> TEXT BLOCK:

........

This should have been a teachable moment explaining what the hell a bear would be doing in your garage to begin with. If it’s so rare that bears bother people and they’re more afraid of us, what are they doing in our garages that we need to be concerned about whether we are blocking their escape route? And why use that as an example of why a bear would attack?
It’s simple really. Instead of always having the programmed need to protect the bear or wolf or whatever the wild animal is, declaring it to be something always cute and cuddly, why not explain to people the conditions that can exist that increases the changes of encountering a bear?
Officials talk of the abundance of natural food bears gorge on. What happens with bears if that natural food is scare? What happens to bear behavior when there’s too many bears that can be fed with all that natural food? What happens to bear behavior when there too many bears AND not enough natural food? What happens to bear behavior when people intentionally and unintentionally feed bears? And how do you explain how brilliant we think we are, when bears and other animals do things we can’t explain? What do you tell two women, who went into the woods and did just as they were told to do and were attacked by a bear anyway?

........

> DATA:
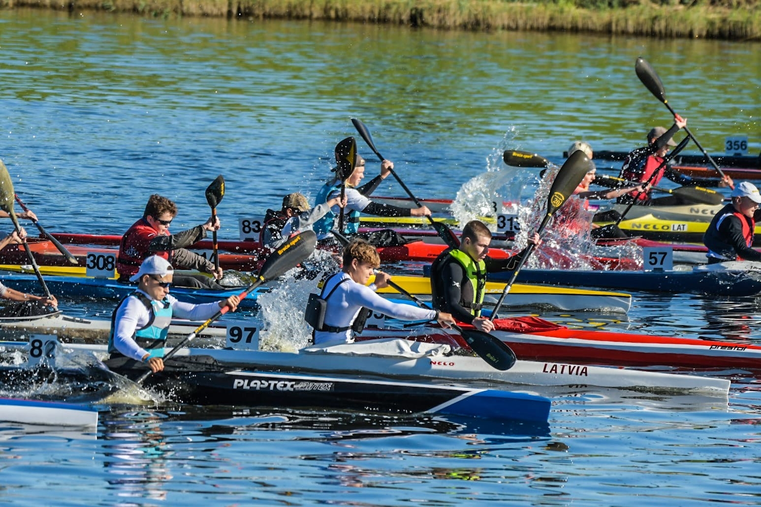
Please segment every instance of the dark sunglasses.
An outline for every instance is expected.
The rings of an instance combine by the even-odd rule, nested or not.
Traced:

........

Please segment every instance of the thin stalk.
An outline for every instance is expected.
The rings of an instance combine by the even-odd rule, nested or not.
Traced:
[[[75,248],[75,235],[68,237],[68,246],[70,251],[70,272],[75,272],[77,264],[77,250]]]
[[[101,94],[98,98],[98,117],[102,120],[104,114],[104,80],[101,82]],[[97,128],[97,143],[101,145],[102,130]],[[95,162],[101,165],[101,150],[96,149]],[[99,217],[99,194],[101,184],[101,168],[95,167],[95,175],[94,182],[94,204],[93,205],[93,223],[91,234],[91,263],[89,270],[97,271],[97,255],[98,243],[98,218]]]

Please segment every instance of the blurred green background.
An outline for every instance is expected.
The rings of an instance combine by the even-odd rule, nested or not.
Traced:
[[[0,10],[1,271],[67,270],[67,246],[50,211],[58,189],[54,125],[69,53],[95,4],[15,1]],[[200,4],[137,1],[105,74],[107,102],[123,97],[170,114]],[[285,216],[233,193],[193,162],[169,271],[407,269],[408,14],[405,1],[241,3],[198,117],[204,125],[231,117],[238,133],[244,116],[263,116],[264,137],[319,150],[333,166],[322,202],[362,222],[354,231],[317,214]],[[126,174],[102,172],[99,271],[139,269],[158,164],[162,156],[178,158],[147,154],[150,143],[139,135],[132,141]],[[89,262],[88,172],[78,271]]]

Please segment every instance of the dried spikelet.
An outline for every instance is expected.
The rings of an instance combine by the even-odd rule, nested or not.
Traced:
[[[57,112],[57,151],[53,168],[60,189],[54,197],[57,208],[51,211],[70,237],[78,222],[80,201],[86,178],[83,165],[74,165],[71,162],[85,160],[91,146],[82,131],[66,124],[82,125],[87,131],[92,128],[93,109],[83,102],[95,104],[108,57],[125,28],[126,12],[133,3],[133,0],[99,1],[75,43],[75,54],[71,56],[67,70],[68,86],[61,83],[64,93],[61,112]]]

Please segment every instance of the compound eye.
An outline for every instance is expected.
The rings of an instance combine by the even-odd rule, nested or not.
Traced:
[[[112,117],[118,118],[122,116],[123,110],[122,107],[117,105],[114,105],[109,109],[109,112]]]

........

> REQUIRED ACTIONS:
A: According to the text on bears, what do officials talk of?
B: Copy the passage of the text on bears between "It’s simple really." and "encountering a bear?", inclusive.

> FINAL RESULTS:
A: The abundance of natural food that bears gorge on.

B:
It’s simple really. Instead of always having the programmed need to protect the bear or wolf or whatever the wild animal is, declaring it to be something always cute and cuddly, why not explain to people the conditions that can exist that increases the changes of encountering a bear?